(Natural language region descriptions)
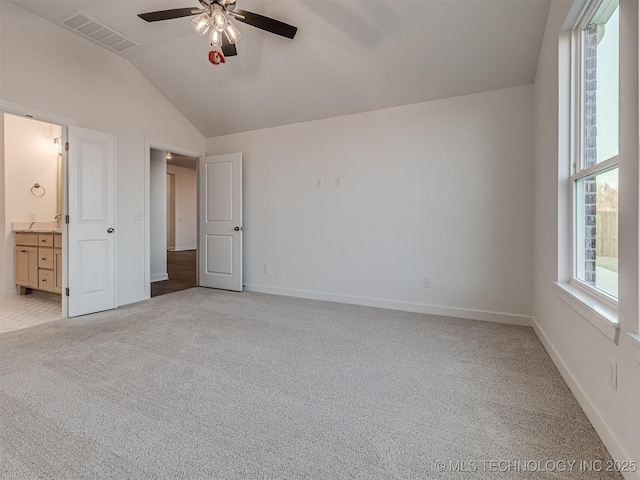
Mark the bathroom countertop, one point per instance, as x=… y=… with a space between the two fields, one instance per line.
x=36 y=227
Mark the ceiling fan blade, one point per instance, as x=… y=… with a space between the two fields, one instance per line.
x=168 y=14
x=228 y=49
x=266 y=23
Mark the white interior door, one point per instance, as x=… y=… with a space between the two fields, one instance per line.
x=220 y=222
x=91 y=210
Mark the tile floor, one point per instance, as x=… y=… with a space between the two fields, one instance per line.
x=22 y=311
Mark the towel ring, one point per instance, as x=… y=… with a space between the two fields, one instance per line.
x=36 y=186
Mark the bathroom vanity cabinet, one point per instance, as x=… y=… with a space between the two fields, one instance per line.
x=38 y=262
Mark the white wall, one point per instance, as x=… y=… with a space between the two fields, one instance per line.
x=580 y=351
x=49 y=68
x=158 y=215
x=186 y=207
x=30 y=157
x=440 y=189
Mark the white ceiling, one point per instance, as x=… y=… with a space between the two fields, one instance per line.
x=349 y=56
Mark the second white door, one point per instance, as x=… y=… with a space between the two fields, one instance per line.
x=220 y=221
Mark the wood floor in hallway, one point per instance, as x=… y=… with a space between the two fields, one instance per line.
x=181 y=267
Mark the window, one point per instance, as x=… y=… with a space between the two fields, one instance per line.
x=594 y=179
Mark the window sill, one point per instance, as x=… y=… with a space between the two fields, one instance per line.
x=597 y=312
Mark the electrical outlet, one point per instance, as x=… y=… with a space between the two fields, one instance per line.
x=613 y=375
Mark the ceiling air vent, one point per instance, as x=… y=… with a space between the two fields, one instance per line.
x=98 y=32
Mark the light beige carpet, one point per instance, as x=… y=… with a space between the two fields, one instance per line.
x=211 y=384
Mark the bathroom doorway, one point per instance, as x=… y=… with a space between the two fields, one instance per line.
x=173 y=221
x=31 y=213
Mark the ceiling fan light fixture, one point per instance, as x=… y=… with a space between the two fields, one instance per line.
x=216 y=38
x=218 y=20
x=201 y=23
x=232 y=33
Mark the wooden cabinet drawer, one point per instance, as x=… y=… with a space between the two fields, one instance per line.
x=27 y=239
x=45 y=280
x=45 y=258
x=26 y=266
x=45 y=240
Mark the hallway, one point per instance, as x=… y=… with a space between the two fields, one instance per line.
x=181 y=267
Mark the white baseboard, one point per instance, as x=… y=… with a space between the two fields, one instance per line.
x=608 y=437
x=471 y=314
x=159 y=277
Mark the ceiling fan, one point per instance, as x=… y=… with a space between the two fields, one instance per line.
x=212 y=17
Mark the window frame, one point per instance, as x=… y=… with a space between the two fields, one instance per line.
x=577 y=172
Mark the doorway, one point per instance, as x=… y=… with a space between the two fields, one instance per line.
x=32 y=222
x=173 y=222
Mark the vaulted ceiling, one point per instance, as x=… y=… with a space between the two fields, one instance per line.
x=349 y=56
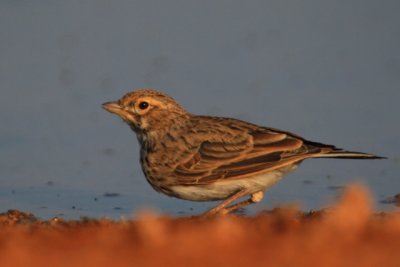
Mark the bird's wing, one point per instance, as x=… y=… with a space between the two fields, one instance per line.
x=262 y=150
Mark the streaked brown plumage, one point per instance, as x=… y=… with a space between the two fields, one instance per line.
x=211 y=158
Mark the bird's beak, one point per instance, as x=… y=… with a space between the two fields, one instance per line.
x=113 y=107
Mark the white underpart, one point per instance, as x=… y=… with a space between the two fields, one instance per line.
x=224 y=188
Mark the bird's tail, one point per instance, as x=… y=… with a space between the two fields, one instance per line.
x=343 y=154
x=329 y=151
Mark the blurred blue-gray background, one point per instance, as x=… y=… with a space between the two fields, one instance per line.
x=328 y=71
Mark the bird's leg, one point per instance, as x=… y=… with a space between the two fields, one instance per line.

- What this task involves
Keep every word of the records exact as you write them out, but drop the pictures.

- Result of this task
Mark the bathroom countertop, one point per instance, as x=… y=… with a space between the two fields, one instance per line.
x=36 y=227
Mark the ceiling fan blade, one point per instance, as x=… y=… with a space between the two fields, one instance per line.
x=168 y=14
x=228 y=49
x=266 y=23
Mark the white interior door, one point per instance, as x=… y=… with a space between the two fields, one instance per line.
x=220 y=222
x=91 y=210
Mark the tile floor, one point per instance, as x=… y=… with a space between the two fields, one instance per line.
x=22 y=311
Mark the towel ring, one point per instance, as x=… y=… with a space between the two fields, one instance per line.
x=36 y=186
Mark the bathroom vanity cabinet, one point per instance, as x=… y=… with a space between the two fields, one instance per line.
x=38 y=262
Mark the white wall, one point per instance, as x=… y=… with a space between the two fields, one instance per line.
x=580 y=351
x=49 y=68
x=158 y=215
x=186 y=207
x=30 y=157
x=440 y=189
Mark the white ceiling, one point per instance, as x=… y=… with a space between the two fields, one instance per line.
x=349 y=56
Mark the second white door, one point per instance, as x=… y=… with a space between the two fields, one instance per line.
x=220 y=221
Mark the wood floor in hallway, one point per instance, as x=… y=… with a space between the two fields, one instance per line.
x=181 y=267
Mark the window, one point per instance, as x=… y=… with a space between the two fields, one instance per line.
x=594 y=179
Mark the window sill, one point per instance, as x=… y=… with a space between the two fields, one instance per line.
x=597 y=312
Mark the electrical outlet, one point per instance, as x=… y=… with a space between the two fields, one instance per line.
x=613 y=375
Mark the ceiling air vent, one point per instance, as x=… y=… with a space between the two fields, one instance per line.
x=98 y=32
Mark the light beige carpet, one point per instance, as x=… y=… with a space between the two fields, one instance per line.
x=211 y=384
Mark the bathroom doorway, one point per instance, as x=… y=… with a space between the two fields, one instance per line.
x=173 y=221
x=31 y=213
Mark the ceiling fan light fixture, one point per instance, as x=… y=… with a space between the two fields, one instance per line.
x=216 y=38
x=218 y=20
x=201 y=23
x=232 y=33
Mark the wooden cabinet drawer, one point per instance, as x=… y=… with a space between the two fields, one instance per line.
x=27 y=239
x=45 y=280
x=45 y=258
x=26 y=266
x=45 y=240
Mark the hallway, one point per instance, as x=… y=… with a space between the two fields, one instance per line.
x=181 y=267
Mark the white baseboard, one point per instance, as x=… y=… with a space between the two fields, one instance per line.
x=608 y=437
x=471 y=314
x=159 y=277
Mark the ceiling fan, one point per instance, as x=… y=… with a space between the two fields, one instance per line.
x=212 y=17
Mark the window frame, one point per instance, as x=… y=… with a space between the two fields, one instance per line.
x=577 y=172
Mark the doorway, one point per instance, as x=… y=… with a space between the two fields, one instance per line.
x=32 y=222
x=173 y=222
Mark the vaulted ceiling, one point per instance, as x=… y=… with a space between the two fields, one instance per line.
x=349 y=56
Mark the bird's wing, one point per instance, as x=… y=… with a space between the two fields, one instance per line.
x=262 y=150
Mark the streaked brown plumage, one point per instance, as x=… y=… with a space between the two fields, one instance per line.
x=211 y=158
Mark the bird's beak, one point per instance, as x=… y=… with a space between the two fields, one instance per line.
x=113 y=107
Mark the white underpart, one point per instance, as x=… y=… with a space between the two fields, one instance per line.
x=224 y=188
Mark the bird's tail, one point per instance, as x=… y=… with a space between the two fields, one instance per line.
x=343 y=154
x=329 y=151
Mark the blurred blue-gray background, one point per instance, as x=… y=… with a space between the two fields, one instance per line.
x=328 y=71
Mark the bird's leg, one point per instance, as x=… y=… with a space between the two fields, one instance per line.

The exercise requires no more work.